31  // This allows us to specialize the TMP for the last child, where we
32  // do not want to invoke the infix visitor on the CompositeNode.
33 
34  // There are two versions of this TMP, one for iteration with a static TreePath, and one
35  // for iteration with a dynamic TreePath.
36 
37 
38 
39 
40  // ********************************************************************************
41  // Static Version
42  // ********************************************************************************
43 
44  template<std::size_t inverse_k, std::size_t count>
45  struct apply_to_children_fully_static
46  {
47 
48 #if HAVE_RVALUE_REFERENCES
49 
50  template<typename N, typename V, typename TreePath>
51  static void apply(N&& n, V&& v, TreePath tp)

########

EXERCISE 1 –
Reproduce the stretch of the code excerpt from "31  // This" through "a dynamic TreePath.".
EXERCISE 2 –
According to the comments in the code excerpt, what two versions of the TMP exist?
The records are not needed for anything asked about the code excerpt.

########

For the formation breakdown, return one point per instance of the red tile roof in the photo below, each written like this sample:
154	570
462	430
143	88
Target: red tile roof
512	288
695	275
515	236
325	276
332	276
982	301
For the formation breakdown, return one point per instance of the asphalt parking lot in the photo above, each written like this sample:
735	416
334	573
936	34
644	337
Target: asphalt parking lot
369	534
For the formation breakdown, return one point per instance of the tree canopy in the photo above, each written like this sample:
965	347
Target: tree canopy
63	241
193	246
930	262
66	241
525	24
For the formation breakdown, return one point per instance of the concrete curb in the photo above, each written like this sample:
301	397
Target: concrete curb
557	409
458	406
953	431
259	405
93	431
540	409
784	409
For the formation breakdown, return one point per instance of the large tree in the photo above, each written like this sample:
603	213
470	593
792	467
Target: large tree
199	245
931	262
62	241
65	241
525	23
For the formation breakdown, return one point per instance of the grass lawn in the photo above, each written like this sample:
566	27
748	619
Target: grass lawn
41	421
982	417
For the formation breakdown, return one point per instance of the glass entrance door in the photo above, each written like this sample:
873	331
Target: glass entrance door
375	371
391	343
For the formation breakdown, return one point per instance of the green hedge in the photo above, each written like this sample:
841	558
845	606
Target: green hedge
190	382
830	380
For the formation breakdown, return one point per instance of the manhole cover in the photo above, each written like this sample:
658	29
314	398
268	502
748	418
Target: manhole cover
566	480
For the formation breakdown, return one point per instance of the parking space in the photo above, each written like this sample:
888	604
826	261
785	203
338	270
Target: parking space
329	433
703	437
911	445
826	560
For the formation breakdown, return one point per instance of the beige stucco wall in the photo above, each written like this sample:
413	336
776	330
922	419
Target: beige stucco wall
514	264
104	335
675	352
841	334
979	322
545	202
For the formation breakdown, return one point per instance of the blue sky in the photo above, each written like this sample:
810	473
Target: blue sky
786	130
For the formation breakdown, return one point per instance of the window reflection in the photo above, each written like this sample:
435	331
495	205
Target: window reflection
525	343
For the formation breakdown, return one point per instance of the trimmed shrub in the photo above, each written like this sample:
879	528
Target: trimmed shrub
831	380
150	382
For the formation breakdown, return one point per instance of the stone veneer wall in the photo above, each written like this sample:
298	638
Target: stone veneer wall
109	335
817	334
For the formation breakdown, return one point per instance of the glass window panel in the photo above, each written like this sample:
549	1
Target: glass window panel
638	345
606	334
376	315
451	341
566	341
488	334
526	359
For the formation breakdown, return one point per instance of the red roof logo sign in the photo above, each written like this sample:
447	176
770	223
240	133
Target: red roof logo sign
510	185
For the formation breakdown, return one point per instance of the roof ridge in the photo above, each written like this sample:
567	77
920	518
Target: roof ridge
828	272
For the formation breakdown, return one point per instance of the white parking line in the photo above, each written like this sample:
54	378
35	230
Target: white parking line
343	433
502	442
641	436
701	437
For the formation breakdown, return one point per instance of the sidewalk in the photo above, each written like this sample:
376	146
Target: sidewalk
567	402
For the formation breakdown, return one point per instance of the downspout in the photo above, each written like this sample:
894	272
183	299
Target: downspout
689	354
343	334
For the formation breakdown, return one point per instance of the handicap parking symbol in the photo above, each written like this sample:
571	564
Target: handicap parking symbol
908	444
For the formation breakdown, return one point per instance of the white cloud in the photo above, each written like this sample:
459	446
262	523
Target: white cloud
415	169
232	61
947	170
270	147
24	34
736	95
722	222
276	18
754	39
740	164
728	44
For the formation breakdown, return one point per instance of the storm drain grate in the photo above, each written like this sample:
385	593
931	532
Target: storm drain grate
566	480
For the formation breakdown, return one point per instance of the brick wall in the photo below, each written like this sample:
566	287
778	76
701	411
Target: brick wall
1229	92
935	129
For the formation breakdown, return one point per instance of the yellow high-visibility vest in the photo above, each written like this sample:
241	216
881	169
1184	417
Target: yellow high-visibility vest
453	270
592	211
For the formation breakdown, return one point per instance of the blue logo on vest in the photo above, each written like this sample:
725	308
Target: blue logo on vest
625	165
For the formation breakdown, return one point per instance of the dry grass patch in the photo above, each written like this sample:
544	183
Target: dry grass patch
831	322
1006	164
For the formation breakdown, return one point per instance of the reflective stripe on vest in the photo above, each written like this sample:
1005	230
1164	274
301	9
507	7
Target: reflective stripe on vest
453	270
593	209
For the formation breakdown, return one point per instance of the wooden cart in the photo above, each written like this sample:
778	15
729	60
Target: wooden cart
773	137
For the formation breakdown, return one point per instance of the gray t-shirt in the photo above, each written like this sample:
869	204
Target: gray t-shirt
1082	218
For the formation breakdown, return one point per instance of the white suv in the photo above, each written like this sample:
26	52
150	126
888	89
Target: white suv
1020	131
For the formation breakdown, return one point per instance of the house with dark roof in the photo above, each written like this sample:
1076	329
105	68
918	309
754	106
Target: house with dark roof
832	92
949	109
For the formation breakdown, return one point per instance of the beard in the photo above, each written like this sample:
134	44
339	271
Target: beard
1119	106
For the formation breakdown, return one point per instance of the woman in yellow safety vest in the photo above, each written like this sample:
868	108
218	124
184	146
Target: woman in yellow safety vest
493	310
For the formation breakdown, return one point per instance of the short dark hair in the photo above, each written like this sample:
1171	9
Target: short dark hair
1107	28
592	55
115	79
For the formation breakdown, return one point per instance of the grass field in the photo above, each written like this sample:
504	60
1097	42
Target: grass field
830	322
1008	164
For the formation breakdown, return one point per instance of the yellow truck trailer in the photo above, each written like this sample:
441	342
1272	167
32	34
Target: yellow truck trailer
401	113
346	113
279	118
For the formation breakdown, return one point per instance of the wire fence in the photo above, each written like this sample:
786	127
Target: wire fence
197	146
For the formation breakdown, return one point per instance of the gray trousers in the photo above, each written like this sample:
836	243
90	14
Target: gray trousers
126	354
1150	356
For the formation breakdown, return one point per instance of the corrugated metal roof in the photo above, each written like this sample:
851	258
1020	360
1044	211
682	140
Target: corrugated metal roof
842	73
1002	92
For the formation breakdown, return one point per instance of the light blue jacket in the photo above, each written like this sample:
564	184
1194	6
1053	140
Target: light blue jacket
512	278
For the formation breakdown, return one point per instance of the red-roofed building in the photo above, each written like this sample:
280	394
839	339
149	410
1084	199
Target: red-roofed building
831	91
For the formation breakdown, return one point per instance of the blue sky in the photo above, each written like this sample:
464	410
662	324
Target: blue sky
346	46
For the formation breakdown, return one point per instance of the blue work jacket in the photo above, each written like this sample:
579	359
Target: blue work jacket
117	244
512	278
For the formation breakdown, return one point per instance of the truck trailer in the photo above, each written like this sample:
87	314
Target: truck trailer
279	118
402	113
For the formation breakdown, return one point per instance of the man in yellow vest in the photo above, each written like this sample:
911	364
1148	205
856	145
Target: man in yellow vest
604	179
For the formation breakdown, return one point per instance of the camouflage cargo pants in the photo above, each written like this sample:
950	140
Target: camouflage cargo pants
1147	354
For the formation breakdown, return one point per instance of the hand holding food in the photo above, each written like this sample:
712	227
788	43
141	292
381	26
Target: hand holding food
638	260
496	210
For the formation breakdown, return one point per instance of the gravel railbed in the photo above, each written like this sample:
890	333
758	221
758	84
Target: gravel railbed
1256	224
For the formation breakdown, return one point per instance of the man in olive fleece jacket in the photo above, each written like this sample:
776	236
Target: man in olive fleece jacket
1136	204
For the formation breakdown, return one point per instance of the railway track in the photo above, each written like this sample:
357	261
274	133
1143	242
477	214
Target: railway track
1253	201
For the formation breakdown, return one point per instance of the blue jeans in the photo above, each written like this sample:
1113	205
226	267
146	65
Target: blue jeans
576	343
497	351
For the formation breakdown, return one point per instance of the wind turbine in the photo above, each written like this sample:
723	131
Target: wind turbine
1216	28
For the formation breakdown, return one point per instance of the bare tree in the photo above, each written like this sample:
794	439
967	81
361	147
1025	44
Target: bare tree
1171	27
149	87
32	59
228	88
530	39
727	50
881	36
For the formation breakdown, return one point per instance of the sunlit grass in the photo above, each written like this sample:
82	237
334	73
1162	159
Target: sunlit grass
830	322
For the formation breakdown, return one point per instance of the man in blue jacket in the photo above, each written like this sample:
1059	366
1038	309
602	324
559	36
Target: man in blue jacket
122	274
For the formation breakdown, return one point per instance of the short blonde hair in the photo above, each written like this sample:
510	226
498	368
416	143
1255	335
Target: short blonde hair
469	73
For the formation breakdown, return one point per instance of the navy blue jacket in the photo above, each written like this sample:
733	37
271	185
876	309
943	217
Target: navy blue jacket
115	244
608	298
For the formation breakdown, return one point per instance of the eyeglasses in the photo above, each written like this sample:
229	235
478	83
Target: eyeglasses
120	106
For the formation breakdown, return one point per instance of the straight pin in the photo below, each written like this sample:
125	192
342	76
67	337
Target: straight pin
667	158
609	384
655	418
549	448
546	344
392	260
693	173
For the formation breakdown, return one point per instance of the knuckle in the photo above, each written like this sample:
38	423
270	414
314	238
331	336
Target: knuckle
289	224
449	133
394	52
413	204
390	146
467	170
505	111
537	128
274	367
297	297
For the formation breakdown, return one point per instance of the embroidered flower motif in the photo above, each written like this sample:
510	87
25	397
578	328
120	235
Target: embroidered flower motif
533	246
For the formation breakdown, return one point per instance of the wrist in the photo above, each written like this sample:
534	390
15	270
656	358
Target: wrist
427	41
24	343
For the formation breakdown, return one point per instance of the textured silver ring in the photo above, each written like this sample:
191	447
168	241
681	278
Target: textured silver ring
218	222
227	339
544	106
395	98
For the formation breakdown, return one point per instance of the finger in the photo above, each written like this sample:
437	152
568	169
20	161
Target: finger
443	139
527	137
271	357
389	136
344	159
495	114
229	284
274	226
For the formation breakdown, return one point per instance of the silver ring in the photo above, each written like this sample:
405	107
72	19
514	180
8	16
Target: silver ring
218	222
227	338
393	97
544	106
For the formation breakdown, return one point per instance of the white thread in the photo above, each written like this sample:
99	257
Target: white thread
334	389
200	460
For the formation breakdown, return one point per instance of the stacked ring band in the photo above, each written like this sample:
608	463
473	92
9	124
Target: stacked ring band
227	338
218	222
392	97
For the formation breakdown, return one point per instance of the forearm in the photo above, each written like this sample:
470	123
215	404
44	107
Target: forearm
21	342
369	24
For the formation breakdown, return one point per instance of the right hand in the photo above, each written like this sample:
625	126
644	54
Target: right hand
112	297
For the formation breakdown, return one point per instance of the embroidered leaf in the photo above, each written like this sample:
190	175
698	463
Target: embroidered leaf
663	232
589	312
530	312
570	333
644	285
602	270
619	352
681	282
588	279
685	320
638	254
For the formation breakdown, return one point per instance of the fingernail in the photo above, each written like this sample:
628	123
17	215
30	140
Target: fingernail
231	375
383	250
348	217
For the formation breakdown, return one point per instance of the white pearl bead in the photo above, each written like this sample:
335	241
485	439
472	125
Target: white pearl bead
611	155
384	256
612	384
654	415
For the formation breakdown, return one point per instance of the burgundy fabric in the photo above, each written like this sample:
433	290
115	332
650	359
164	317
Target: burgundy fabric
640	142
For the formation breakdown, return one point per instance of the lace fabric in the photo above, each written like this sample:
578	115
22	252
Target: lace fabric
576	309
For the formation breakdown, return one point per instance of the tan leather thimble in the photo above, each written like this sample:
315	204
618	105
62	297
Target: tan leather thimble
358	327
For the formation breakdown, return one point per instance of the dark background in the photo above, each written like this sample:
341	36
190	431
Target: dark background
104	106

########

RESPONSE 1 –
31  // This allows us to specialize the TMP for the last child, where we
32  // do not want to invoke the infix visitor on the CompositeNode.
33 
34  // There are two versions of this TMP, one for iteration with a static TreePath, and one
35  // for iteration with a dynamic TreePath.

RESPONSE 2 –
One version is for iteration with a static TreePath, and the other is for iteration with a dynamic TreePath.